§ YOUR INSTRUCTIONS
Decide whether each statement below agrees with the text on undocumented students and DACA. Answer yes or no for each, and quote the words of the text that settle it: (a) Connecticut started offering in-state tuition to undocumented students in 2011. (b) Ending DACA would cost Massachusetts an estimated $315 million. (c) Jason Corral is an attorney at a Harvard clinic that is 30 years old.

§ SUPPLIED PASSAGE
In 2011, Connecticut began offering in-state tuition for undocumented students who were Connecticut residents and graduated from a Connecticut high school and required them to file an affidavit that they had or would apply for U.S. citizenship. In 2014, when the rule was renewed with the requirements loosened somewhat, Connecticut considered legislation allowing institutional aid for undocumented students and requiring higher education institutions to create an aid pool with 15% of tuition revenue paid by documented as well as undocumented students.
Haddad notes that DACA and immigration is an economic argument. If DACA ended tomorrow, Connecticut would lose an estimated $315 million, according to the Center for American Progress. (Massachusetts would lose an estimated $606 million.) “Immigration is a way we can grow our economy,” said Haddad, especially as employers such as Electric Boat fret about an outflow of talent.
DACA opponents, on the other hand, dredge up the old arguments that immigrants are taking aid away from “our kids” but these kids are already paying into the pool, Haddad said. Some people bring up illegal activity, added Haddad, yet there’s consensus that dreamers deserve a path to citizenship. As immigration reform moves toward merit-based strategies for citizenship, Haddad said we should start helping young people get on that path now. He also added that the presence of dreamers visiting legislators in the Connecticut State Capitol has been very important.
Jason Corral told the NEBHE session how the 30-year-old Harvard Immigration and Refugee Clinic where he is an attorney is working to prepare and protect undocumented students.
After 9/11, he said, people starting viewing immigrants as people they should fear. Obama was the most efficient enforcer of deportation; Trump is just picking up where Obama left off, but more draconian with attacks on programs such as Temporary Protective Status and proposals for travel bans. What they share in common is creating a feeling that you don’t belong here.

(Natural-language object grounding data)
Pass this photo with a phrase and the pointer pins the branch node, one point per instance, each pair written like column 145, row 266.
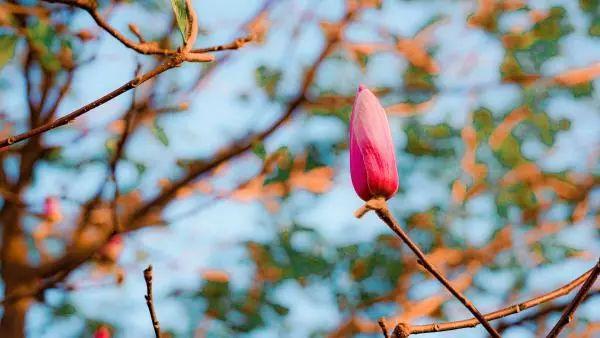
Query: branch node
column 402, row 330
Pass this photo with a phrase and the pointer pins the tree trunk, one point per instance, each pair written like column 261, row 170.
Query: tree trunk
column 17, row 275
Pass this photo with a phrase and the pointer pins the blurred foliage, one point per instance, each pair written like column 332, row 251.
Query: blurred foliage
column 485, row 155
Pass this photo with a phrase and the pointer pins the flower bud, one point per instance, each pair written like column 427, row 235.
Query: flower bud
column 372, row 157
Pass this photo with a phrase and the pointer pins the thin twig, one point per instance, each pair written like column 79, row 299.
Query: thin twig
column 502, row 326
column 383, row 326
column 78, row 112
column 150, row 300
column 567, row 315
column 504, row 312
column 379, row 205
column 237, row 44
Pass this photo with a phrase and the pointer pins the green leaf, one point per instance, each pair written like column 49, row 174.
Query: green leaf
column 159, row 133
column 268, row 78
column 258, row 148
column 7, row 48
column 182, row 16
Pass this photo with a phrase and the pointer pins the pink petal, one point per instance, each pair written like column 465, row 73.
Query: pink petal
column 370, row 137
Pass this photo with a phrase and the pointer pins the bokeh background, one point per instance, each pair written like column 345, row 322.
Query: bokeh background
column 495, row 113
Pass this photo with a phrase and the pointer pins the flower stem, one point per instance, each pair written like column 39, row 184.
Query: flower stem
column 379, row 205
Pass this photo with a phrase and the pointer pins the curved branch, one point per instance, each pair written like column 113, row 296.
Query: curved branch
column 78, row 112
column 507, row 311
column 379, row 205
column 567, row 315
column 244, row 145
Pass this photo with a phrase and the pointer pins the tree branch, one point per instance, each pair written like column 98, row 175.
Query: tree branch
column 78, row 112
column 567, row 315
column 150, row 301
column 505, row 312
column 541, row 313
column 379, row 205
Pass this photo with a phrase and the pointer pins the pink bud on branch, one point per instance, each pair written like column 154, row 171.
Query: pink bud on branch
column 372, row 157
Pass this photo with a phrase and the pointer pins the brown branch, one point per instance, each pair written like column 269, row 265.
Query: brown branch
column 567, row 315
column 237, row 44
column 150, row 301
column 505, row 312
column 383, row 326
column 142, row 48
column 379, row 205
column 541, row 313
column 151, row 48
column 225, row 154
column 78, row 112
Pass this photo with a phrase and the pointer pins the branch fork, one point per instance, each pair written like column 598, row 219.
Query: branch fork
column 379, row 205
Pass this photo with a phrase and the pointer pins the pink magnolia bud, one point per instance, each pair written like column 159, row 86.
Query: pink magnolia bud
column 52, row 209
column 372, row 158
column 102, row 332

§ SOLVED PROBLEM
(a) Yes: "In 2011, Connecticut began offering in-state tuition for undocumented students"
(b) No: "(Massachusetts would lose an estimated $606 million.)"
(c) Yes: "the 30-year-old Harvard Immigration and Refugee Clinic where he is an attorney"